(begin)

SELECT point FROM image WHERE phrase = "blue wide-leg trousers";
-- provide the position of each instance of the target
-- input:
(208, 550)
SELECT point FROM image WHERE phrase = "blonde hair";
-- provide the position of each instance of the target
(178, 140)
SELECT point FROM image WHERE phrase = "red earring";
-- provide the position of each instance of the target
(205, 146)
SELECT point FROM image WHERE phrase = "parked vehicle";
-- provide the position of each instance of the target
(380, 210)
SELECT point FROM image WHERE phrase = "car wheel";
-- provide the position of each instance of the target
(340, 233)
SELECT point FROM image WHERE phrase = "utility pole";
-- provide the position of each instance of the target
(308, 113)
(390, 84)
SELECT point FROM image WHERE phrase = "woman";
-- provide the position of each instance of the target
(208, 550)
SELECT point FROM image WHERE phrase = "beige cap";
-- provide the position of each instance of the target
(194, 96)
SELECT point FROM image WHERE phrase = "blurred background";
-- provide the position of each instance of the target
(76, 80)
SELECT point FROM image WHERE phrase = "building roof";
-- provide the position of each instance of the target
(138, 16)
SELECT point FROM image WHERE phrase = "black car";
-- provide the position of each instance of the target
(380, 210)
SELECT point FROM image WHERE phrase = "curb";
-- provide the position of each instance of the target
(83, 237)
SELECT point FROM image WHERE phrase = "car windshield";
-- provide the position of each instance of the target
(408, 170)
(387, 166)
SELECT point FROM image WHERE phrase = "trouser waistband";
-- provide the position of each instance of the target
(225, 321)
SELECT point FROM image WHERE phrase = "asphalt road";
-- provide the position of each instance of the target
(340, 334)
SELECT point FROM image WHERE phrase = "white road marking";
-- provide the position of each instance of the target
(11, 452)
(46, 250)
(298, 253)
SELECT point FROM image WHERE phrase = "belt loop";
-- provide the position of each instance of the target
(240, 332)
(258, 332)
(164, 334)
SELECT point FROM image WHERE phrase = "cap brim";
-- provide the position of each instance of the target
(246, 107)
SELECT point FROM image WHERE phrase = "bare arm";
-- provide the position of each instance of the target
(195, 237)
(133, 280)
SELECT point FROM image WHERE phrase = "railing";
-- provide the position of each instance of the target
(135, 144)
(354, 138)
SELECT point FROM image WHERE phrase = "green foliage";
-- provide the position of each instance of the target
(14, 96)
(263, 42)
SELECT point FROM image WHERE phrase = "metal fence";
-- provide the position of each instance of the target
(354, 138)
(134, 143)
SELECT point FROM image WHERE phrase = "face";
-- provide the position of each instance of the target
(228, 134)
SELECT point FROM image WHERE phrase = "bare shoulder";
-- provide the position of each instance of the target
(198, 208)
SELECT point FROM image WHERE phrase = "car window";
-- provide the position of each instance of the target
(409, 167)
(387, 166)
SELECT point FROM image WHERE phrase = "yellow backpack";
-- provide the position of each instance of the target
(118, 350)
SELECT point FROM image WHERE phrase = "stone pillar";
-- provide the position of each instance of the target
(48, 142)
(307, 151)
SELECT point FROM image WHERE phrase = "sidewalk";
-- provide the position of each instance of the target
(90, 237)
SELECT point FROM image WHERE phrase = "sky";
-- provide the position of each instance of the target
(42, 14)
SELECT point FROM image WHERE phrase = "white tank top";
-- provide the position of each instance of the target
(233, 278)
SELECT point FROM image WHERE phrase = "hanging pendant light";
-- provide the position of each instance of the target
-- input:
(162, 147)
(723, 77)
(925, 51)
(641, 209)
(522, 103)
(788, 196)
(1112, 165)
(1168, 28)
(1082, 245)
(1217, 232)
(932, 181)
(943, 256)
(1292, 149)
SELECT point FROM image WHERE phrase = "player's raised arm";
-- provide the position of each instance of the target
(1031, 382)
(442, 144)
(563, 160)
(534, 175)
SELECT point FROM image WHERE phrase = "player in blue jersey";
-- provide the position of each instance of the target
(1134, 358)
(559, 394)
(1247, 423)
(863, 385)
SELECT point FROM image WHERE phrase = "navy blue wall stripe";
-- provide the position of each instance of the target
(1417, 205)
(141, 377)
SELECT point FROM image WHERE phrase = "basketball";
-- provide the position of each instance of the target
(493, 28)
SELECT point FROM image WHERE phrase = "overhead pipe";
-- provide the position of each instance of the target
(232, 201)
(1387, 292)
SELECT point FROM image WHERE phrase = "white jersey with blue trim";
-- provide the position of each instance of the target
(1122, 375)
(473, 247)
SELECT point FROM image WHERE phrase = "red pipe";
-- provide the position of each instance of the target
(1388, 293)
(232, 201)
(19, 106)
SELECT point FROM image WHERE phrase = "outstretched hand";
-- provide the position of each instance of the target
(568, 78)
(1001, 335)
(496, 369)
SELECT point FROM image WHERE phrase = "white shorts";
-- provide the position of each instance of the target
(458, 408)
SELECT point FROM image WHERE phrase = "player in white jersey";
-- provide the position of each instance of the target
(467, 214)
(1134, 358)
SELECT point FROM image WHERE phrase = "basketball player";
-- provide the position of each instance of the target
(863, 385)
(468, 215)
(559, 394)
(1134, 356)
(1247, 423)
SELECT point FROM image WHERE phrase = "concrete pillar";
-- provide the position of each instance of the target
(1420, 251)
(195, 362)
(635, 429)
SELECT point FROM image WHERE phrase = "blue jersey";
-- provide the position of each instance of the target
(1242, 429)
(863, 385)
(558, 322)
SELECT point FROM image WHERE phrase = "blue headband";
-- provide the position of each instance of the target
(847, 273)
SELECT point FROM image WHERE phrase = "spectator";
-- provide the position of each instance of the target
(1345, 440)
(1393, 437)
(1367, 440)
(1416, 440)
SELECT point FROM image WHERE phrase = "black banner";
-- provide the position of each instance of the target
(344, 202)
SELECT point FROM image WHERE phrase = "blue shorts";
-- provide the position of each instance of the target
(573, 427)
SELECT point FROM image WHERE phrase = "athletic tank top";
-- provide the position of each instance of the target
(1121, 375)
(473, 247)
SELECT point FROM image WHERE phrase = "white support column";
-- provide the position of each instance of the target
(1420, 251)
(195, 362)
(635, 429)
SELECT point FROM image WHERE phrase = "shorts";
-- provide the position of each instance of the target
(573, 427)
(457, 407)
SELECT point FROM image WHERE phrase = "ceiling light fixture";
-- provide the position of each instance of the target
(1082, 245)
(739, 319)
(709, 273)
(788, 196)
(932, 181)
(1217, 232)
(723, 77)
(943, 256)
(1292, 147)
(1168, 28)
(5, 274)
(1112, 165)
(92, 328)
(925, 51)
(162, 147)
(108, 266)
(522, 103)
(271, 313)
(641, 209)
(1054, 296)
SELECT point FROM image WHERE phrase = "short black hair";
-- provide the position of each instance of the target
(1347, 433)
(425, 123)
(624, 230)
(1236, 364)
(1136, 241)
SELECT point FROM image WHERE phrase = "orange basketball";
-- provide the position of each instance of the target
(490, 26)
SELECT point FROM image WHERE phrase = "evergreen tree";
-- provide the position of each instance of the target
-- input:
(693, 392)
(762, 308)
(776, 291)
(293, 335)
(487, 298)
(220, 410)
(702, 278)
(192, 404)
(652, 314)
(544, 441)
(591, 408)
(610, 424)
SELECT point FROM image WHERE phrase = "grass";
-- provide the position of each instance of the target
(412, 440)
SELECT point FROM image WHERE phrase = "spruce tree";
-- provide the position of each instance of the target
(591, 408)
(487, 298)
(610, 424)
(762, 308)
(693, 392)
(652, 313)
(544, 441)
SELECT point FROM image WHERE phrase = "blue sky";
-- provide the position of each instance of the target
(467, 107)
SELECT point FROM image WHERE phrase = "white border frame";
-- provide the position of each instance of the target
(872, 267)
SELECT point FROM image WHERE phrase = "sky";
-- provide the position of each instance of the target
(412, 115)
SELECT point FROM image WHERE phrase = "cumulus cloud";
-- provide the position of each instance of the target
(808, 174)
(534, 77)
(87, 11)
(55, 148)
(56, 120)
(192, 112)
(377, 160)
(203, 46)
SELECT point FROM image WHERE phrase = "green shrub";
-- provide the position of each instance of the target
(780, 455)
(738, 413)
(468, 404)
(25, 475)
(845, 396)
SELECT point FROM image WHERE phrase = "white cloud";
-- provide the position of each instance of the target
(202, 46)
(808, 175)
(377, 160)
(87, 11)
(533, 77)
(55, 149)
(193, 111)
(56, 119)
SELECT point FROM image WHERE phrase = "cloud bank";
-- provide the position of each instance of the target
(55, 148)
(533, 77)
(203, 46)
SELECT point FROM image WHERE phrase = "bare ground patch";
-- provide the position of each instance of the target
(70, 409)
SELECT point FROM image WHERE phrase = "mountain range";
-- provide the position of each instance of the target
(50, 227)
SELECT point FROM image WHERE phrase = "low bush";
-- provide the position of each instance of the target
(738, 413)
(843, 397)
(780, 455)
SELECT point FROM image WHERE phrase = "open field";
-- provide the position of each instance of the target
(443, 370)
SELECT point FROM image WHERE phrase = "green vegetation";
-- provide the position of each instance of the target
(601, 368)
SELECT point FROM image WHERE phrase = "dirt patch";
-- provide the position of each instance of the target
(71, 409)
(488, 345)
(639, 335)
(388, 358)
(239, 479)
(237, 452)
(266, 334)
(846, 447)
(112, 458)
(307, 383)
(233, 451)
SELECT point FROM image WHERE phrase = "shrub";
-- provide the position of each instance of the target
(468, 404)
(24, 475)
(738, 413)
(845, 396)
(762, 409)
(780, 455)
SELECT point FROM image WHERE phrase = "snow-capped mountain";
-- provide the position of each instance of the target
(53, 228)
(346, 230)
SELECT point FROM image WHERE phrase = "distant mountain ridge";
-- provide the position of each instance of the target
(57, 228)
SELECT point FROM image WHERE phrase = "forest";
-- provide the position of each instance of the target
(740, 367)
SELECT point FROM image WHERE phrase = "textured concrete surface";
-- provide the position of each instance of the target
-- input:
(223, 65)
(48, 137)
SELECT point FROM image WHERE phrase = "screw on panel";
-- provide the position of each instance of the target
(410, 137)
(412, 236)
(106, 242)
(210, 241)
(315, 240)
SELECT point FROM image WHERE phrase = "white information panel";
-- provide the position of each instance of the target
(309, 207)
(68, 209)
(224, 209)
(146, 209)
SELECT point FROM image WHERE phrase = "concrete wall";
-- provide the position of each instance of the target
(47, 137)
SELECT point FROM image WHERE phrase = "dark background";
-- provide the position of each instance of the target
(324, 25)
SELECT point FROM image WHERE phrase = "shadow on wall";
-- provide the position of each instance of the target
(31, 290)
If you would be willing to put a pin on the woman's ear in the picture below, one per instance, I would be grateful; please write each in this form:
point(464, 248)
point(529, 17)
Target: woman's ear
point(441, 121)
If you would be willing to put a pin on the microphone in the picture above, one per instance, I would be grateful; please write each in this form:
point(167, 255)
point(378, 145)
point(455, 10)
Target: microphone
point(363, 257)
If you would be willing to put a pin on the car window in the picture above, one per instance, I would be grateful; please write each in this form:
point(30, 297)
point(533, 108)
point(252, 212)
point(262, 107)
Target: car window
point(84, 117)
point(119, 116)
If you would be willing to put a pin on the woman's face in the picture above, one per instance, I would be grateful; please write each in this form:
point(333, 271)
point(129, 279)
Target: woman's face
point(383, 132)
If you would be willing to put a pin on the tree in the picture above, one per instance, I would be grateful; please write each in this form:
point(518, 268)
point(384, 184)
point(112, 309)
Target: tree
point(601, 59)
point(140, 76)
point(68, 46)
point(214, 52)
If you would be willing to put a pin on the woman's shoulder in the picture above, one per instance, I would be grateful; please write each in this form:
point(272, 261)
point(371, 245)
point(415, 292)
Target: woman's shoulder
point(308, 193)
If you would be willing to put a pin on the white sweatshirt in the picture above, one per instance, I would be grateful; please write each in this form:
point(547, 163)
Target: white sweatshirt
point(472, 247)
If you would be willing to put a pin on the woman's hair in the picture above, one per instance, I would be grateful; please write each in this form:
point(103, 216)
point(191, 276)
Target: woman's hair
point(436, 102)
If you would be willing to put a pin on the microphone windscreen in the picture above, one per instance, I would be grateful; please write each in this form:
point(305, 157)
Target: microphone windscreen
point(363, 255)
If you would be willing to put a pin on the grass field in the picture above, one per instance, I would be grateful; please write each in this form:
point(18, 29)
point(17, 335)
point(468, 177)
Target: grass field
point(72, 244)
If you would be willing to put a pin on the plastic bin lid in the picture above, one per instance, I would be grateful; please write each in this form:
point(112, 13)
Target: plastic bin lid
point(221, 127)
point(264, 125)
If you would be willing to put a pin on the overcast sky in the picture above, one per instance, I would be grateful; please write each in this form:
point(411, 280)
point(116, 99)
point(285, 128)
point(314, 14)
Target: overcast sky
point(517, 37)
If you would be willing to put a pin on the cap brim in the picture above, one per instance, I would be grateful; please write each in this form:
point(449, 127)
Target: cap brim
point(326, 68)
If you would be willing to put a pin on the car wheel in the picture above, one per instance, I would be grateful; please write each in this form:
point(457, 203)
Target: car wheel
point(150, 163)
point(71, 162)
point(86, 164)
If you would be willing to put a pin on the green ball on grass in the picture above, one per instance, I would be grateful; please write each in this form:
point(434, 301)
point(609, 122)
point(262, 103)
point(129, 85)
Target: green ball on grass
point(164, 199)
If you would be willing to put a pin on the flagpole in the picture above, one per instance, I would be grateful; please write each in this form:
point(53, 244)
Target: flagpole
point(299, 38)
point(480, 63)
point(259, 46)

(end)

-- Task details --
Only the lines from the one that contains "the cap brim" to the end of the entries above should be given again, exactly and in full.

-- Task output --
If you would be willing to put a pin on the cap brim in the picture above, one per instance, I would be grateful; please write each in this form:
point(449, 127)
Target: cap brim
point(326, 68)
If you would be willing to put a pin on the car wheel in the picture above, one per instance, I would be grateful; please write each in this form:
point(457, 203)
Target: car wheel
point(150, 163)
point(71, 162)
point(86, 164)
If you would be willing to put a pin on the green ball on grass in the picture above, one per instance, I would be grateful; please write each in this form:
point(434, 301)
point(609, 122)
point(262, 103)
point(129, 85)
Target: green ball on grass
point(164, 199)
If you would be willing to put a pin on the flagpole in the picture above, one per instance, I would be grateful; please write each in this form:
point(53, 244)
Target: flagpole
point(299, 38)
point(480, 63)
point(259, 46)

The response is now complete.